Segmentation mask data
--- --- ---

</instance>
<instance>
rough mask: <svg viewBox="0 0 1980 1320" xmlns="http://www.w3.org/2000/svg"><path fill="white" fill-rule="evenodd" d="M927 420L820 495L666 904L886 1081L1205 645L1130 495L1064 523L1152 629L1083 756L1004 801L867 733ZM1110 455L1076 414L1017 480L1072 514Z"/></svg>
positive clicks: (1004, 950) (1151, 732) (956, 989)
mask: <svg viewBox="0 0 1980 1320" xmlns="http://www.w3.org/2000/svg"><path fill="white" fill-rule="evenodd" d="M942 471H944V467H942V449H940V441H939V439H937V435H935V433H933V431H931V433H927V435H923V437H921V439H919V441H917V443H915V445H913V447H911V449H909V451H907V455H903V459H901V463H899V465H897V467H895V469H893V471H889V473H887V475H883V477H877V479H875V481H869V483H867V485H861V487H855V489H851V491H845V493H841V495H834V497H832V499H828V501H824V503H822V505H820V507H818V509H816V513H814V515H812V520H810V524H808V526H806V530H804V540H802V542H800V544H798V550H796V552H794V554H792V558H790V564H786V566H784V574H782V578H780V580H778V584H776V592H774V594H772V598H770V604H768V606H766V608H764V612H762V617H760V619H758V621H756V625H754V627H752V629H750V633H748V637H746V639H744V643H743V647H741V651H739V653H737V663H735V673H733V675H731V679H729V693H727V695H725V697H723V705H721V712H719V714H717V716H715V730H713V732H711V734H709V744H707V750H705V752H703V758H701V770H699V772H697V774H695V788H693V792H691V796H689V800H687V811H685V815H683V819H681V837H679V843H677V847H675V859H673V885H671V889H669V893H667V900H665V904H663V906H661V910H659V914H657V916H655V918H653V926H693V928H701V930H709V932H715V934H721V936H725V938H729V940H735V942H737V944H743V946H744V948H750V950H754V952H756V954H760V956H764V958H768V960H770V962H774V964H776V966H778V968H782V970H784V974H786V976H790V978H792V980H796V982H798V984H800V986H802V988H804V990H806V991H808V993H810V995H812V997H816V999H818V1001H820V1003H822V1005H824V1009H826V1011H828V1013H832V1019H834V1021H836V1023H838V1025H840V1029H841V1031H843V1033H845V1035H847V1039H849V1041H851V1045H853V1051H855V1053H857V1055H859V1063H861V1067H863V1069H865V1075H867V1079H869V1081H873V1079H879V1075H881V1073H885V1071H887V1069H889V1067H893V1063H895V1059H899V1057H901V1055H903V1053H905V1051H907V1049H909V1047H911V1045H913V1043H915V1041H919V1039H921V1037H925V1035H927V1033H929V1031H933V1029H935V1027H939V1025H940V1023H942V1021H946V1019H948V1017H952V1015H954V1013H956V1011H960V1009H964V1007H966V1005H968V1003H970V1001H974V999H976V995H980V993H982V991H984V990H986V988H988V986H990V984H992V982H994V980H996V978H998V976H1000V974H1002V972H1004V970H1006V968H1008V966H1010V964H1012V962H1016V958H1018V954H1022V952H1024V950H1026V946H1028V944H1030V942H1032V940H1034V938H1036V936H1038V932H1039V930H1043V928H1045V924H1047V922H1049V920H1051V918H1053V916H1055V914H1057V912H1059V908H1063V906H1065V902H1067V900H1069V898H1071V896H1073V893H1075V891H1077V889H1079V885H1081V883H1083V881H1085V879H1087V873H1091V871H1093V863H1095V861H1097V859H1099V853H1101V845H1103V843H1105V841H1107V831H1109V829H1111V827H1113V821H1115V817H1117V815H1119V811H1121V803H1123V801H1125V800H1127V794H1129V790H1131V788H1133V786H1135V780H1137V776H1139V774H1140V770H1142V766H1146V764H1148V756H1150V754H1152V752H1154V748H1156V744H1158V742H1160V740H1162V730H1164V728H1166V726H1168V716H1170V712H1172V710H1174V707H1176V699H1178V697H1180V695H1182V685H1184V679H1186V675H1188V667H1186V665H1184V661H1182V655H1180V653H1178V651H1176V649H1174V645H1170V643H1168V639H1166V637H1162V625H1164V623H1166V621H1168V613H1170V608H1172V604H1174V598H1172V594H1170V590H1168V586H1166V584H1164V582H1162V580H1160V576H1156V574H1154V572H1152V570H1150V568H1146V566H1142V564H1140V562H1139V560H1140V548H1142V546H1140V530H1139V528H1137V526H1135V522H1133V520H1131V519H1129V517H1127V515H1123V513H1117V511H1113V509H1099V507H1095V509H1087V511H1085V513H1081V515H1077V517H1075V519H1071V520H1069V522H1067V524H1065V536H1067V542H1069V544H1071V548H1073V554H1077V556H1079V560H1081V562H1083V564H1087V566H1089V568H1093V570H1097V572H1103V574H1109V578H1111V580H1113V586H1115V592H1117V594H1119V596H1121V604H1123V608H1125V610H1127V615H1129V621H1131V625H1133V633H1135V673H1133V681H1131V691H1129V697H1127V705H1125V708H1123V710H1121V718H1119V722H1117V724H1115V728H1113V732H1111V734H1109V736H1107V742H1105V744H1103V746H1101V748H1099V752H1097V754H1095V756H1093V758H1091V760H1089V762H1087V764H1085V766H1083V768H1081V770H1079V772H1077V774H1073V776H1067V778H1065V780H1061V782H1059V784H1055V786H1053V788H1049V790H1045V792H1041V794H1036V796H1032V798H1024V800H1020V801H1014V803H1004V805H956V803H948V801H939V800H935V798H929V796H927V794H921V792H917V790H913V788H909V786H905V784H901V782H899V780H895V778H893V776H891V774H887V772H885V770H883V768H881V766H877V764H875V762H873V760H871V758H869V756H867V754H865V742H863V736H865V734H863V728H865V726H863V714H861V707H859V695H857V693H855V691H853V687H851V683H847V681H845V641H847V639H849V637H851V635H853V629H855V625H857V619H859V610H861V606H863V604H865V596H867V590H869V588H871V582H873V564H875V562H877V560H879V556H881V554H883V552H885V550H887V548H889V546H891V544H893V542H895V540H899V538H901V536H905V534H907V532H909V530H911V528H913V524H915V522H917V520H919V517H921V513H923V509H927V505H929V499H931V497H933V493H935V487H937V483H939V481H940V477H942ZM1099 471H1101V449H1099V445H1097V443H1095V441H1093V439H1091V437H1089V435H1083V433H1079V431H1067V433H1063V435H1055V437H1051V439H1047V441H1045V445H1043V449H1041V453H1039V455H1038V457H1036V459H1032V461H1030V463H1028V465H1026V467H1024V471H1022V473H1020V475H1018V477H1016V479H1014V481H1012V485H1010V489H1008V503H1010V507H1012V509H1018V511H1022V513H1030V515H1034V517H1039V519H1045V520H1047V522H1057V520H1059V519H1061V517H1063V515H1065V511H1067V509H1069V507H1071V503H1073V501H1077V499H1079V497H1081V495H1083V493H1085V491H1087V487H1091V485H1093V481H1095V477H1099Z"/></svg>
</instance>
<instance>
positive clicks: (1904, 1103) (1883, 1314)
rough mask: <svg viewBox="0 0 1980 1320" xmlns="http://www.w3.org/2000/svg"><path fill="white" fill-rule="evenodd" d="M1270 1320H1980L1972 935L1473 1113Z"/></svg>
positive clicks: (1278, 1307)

--- --- ---

## [PROBLEM DESCRIPTION]
All that belongs in the answer is an exact copy of the lines from the start of the records above through the line with "420L820 495L666 904L886".

## [ANSWER FOR THIS EXERCISE]
</instance>
<instance>
rough mask: <svg viewBox="0 0 1980 1320" xmlns="http://www.w3.org/2000/svg"><path fill="white" fill-rule="evenodd" d="M927 420L820 495L666 904L886 1081L1205 645L1130 495L1064 523L1152 629L1083 756L1004 801L867 733ZM1110 455L1076 414L1017 480L1072 514Z"/></svg>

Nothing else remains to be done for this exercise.